:: TEXT FOR ANALYSIS

For most people, the digital workplace experience (DEX) is their workplace experience. Whether we’re working remotely or in the office, most of us spend a majority of our time getting work done on a computer. 

When employees navigate digital platforms to perform tasks, collaborate, and access information, they are either energized or frustrated. They form impressions about the company’s culture and viability, and that directly impacts how much effort they’ll expend (think “quiet quitting”) and whether they plan to stay.  

Digital tools are more than mechanisms for completing tasks  - they are an essential element in building a company’s intangible assets of reputation, brand, knowledge, and innovation. Here’s how to understand and assess the benefits and risks associated with your DEX based on 4 key concepts:

  1. Today’s digital workplace experience is very much like yesterday’s physical office and workflow.  It needs to be designed not merely to support peak performance, but it also needs to represent your organization’s image and help to forge important connections and learning.
  2. Most organizations’ digital suites are a haphazard collection of applications that hinder productivity and frustrate users. All processes should be streamlined and simple for maximum employee productivity.
  3. Companies with well-integrated and contemporary digital tools are much more likely to retain top talent, especially because they are demanding an infrastructure that supports hybrid work.
  4. It’s critical to assess your organization’s DEX from the perspective of key user roles to understand their workflows, their impressions, and their use beyond task-related functions such as mentoring, making new connections, and knowledge-sharing.

Want to dig deeper? We explore each core concept in detail below. 

What is a Digital Workplace Experience?

The digital workplace experience is the total environment created by technology that employees encounter as they: 

  • Perform their day-to-day tasks 
  • Seek news and perspectives from leaders 
  • Interact with co-workers and external partners 
  • Manage their schedules and benefits 
  • Engage in formal and informal learning

As teams navigate the various apps and websites, they form answers to questions that are vital to their motivation, ability to perform well, and interest in remaining in their job.  

  • Is this a progressive company? 
  • Does this organization care about providing flexibility for employees to work productively from home or office? 
  • Do managers really understand what it takes to get my job done? 

We’ve always recognized that an unattractive, uncomfortable office and a disjointed workflow can lead an employee looking elsewhere. An ugly building that’s poorly maintained will certainly not make a great first impression on a prospective hire.  Office layouts that are too open create distractions, but those that isolate people don’t promote the kind of unplanned interactions that promote social bonding and informal learning “by osmosis”.

::::

• [TASK LIST]
**a.** Can you rewrite the paragraph of the text on the digital workplace experience that begins "We've always recognized" as a shorter paragraph that keeps its main facts?
**b.** In the text on the digital workplace experience, what do employees form impressions about as they navigate digital platforms?
**c.** Can you extract everything from "2. Most organizations’" down to "Digital Workplace Experience?" in the text on the digital workplace experience?

:: EXTRACTED INFORMATION

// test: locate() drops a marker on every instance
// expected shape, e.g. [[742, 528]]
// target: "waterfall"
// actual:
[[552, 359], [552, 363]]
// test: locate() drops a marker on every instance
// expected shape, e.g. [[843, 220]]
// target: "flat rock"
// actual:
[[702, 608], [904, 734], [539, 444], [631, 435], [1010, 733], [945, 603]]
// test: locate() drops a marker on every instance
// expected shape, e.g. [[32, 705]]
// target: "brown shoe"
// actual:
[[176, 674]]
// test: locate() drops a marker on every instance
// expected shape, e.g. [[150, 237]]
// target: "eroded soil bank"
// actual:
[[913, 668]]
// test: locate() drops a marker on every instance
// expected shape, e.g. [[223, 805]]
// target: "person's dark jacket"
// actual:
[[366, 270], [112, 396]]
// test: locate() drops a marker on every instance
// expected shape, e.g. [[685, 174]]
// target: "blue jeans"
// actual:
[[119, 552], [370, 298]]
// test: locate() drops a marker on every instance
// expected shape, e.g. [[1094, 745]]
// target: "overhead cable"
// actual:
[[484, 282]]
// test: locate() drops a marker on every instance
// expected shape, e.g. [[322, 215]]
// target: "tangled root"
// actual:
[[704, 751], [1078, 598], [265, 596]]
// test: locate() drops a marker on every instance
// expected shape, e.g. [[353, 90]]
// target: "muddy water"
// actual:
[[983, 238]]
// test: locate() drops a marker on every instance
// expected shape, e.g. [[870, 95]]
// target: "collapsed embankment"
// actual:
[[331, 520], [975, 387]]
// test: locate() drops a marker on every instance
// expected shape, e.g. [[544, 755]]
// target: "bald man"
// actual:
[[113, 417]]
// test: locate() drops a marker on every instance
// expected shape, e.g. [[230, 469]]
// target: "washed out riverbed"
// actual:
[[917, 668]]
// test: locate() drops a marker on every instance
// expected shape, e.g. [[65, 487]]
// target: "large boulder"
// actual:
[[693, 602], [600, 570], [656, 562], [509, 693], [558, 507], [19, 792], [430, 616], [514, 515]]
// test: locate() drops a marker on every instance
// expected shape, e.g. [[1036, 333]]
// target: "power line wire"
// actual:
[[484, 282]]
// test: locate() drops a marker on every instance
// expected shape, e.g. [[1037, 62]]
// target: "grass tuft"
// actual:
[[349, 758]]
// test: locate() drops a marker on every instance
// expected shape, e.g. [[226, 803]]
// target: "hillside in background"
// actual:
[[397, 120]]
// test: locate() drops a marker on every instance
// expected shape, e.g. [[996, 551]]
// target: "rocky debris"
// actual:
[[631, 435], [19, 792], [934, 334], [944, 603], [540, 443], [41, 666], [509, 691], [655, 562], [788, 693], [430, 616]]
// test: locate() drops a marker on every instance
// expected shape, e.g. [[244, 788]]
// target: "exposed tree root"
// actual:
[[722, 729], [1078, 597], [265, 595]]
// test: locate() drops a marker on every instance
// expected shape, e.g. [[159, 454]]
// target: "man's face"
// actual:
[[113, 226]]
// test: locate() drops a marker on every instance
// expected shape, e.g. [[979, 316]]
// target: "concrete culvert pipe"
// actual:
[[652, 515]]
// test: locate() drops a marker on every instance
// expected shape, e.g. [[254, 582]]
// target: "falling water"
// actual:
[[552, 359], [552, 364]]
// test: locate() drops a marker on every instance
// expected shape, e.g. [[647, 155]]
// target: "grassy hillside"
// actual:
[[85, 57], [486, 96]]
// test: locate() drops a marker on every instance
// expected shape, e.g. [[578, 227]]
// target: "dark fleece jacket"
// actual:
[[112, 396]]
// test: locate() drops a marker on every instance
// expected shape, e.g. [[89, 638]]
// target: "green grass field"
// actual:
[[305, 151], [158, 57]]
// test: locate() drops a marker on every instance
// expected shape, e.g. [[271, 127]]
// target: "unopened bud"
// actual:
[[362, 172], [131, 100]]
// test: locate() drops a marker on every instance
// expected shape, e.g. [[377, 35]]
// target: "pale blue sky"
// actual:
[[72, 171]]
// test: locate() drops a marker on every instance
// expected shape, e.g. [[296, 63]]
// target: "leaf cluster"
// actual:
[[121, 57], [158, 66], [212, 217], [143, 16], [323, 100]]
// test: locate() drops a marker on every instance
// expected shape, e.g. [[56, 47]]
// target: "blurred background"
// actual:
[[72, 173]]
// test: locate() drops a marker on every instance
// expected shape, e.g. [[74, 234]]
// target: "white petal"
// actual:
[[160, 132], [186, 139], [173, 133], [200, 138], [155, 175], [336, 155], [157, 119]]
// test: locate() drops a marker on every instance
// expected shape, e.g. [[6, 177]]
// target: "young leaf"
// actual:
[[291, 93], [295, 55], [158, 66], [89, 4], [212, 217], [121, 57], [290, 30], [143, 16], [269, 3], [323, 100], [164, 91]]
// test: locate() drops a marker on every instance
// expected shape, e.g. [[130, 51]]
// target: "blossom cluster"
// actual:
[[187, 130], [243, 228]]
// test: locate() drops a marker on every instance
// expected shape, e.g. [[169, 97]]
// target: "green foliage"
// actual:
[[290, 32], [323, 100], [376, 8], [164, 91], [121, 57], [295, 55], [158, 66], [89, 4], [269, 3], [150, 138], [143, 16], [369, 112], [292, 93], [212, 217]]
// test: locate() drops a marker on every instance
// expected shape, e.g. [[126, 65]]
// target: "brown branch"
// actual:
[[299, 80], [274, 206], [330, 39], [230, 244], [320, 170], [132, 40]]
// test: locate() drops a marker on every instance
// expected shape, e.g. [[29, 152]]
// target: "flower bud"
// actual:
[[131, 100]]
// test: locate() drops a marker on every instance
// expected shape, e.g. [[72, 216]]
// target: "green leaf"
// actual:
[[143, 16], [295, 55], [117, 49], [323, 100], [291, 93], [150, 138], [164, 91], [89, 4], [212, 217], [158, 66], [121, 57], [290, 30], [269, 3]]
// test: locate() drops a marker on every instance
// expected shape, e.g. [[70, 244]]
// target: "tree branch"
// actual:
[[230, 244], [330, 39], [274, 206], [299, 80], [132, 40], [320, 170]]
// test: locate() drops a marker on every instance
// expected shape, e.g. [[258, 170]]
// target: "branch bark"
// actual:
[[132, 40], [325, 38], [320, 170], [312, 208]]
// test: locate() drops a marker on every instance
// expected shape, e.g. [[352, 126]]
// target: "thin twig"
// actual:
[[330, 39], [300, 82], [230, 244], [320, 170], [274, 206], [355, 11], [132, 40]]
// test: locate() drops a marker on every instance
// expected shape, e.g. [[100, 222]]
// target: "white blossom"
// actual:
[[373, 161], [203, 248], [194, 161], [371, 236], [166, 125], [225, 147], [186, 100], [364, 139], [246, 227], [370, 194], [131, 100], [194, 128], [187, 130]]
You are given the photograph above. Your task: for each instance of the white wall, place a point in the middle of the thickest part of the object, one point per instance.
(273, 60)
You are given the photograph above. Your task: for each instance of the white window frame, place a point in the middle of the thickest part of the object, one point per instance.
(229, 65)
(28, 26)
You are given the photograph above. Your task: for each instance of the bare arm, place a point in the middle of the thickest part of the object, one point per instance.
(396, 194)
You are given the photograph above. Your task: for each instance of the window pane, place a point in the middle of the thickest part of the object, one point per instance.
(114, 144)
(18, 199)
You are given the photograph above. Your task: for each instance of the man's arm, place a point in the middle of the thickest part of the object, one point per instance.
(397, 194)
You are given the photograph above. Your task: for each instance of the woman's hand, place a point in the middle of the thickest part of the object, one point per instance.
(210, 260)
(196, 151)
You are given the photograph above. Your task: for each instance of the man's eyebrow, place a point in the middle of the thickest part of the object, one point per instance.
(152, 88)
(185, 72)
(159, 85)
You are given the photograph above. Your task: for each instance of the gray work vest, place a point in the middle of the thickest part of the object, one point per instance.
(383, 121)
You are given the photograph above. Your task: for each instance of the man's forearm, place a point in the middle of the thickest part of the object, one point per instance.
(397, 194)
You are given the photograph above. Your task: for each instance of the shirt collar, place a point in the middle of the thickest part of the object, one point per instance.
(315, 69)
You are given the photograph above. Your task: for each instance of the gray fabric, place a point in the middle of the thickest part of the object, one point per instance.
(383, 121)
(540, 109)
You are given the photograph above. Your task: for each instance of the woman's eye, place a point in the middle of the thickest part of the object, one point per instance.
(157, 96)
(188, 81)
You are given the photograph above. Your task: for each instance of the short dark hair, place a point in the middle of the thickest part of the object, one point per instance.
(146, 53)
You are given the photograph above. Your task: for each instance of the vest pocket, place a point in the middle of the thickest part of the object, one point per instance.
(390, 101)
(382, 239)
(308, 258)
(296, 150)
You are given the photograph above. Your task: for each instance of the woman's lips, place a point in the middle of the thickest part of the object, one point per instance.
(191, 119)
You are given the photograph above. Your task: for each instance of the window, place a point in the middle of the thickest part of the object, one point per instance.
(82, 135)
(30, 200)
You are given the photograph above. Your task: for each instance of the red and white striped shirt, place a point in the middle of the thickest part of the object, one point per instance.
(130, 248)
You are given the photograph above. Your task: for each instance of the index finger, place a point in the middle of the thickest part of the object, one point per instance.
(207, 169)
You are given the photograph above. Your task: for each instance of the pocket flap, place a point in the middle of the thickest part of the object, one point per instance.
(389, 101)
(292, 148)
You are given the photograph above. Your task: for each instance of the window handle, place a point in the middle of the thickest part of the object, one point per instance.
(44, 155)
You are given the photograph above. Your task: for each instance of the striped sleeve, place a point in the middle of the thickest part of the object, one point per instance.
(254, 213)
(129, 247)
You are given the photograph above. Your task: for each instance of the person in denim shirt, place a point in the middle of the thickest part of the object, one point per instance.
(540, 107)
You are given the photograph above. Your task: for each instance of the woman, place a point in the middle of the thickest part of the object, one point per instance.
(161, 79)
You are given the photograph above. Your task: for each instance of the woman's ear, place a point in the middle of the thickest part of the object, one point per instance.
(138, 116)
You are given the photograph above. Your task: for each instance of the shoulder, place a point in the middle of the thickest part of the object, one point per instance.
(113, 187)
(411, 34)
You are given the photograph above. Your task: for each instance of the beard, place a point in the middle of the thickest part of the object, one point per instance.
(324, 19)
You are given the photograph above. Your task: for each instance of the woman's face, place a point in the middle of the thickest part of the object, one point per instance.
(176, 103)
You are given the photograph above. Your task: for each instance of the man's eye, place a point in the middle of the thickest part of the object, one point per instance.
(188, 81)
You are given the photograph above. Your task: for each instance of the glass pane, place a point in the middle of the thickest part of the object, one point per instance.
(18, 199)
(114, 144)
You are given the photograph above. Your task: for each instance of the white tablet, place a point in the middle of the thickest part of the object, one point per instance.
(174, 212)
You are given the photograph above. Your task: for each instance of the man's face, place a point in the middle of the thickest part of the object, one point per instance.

::::

• [REPLIES]
**a.** An unattractive, uncomfortable office and a disjointed workflow can drive an employee to look elsewhere, and a poorly maintained, ugly building makes a bad first impression on prospective hires. Overly open layouts create distractions, while isolating ones discourage the unplanned interactions that build social bonds and informal learning.

**b.** They form impressions about the company's culture and viability.

**c.**
2. Most organizations’ digital suites are a haphazard collection of applications that hinder productivity and frustrate users. All processes should be streamlined and simple for maximum employee productivity.
  3. Companies with well-integrated and contemporary digital tools are much more likely to retain top talent, especially because they are demanding an infrastructure that supports hybrid work.
  4. It’s critical to assess your organization’s DEX from the perspective of key user roles to understand their workflows, their impressions, and their use beyond task-related functions such as mentoring, making new connections, and knowledge-sharing.

Want to dig deeper? We explore each core concept in detail below. 

What is a Digital Workplace Experience?